• Provided records:
—————

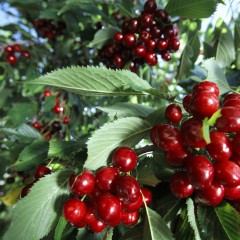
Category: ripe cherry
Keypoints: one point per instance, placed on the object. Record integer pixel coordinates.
(180, 185)
(124, 159)
(173, 113)
(200, 171)
(82, 184)
(74, 210)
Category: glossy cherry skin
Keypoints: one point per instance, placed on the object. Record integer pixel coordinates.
(105, 178)
(227, 173)
(130, 218)
(220, 148)
(180, 185)
(232, 193)
(82, 184)
(97, 226)
(229, 121)
(200, 171)
(127, 189)
(211, 196)
(41, 171)
(192, 134)
(124, 159)
(204, 104)
(173, 113)
(108, 209)
(206, 86)
(169, 137)
(74, 210)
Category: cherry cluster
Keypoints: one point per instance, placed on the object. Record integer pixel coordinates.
(48, 29)
(109, 197)
(13, 50)
(205, 146)
(55, 126)
(40, 172)
(142, 39)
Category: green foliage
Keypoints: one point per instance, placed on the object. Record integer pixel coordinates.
(35, 215)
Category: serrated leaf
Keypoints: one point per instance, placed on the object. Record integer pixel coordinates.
(127, 110)
(123, 132)
(220, 222)
(64, 149)
(25, 133)
(94, 81)
(191, 9)
(216, 74)
(32, 155)
(225, 51)
(155, 228)
(102, 36)
(192, 218)
(21, 112)
(35, 215)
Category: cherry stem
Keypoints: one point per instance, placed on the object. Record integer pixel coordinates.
(146, 149)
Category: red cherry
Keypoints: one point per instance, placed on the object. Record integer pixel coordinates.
(124, 159)
(180, 185)
(173, 113)
(211, 196)
(74, 210)
(108, 209)
(82, 184)
(11, 59)
(227, 173)
(130, 218)
(41, 171)
(105, 178)
(200, 171)
(220, 148)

—————

Please format the lines of all the records above as one numbered list, skipping any blank lines and leaving the pictures out.

1. Category: ripe cherry
2. Keypoints: one point per instance, placed on the object. Record integer pixel coordinates.
3. (180, 185)
4. (124, 159)
5. (173, 113)
6. (200, 171)
7. (82, 184)
8. (74, 210)
9. Category: glossy cherry skin
10. Keypoints: one point per instance, placed on the object. Record integer pixel coordinates.
11. (105, 178)
12. (227, 173)
13. (130, 218)
14. (220, 148)
15. (180, 185)
16. (232, 193)
17. (82, 184)
18. (97, 226)
19. (229, 121)
20. (200, 171)
21. (127, 189)
22. (211, 196)
23. (41, 171)
24. (192, 134)
25. (124, 159)
26. (204, 104)
27. (173, 113)
28. (108, 209)
29. (206, 86)
30. (169, 137)
31. (74, 210)
32. Category: cherry cluster
33. Keypoints: one point per instance, placed on the object. Record integer pixel coordinates.
34. (48, 29)
35. (109, 197)
36. (13, 50)
37. (205, 146)
38. (55, 126)
39. (40, 172)
40. (142, 39)
41. Category: green foliage
42. Keypoints: one point per instance, placed on the object. Record integer pixel coordinates.
43. (35, 215)
44. Category: serrated leaf
45. Keypoints: one point per instance, placed on the object. Record integer pixel coordinates.
46. (127, 110)
47. (123, 132)
48. (220, 222)
49. (64, 149)
50. (25, 133)
51. (94, 81)
52. (191, 9)
53. (216, 74)
54. (32, 155)
55. (225, 51)
56. (155, 228)
57. (102, 36)
58. (192, 218)
59. (21, 112)
60. (35, 215)
61. Category: cherry stem
62. Keypoints: one point per instance, placed on the object. Record integer pixel coordinates.
63. (146, 149)
64. Category: red cherry
65. Keypoints: one point per instance, placed on the object. Record integer pixel coordinates.
66. (124, 159)
67. (180, 185)
68. (173, 113)
69. (211, 196)
70. (74, 210)
71. (108, 209)
72. (82, 184)
73. (11, 59)
74. (227, 173)
75. (130, 218)
76. (41, 171)
77. (105, 178)
78. (200, 171)
79. (220, 148)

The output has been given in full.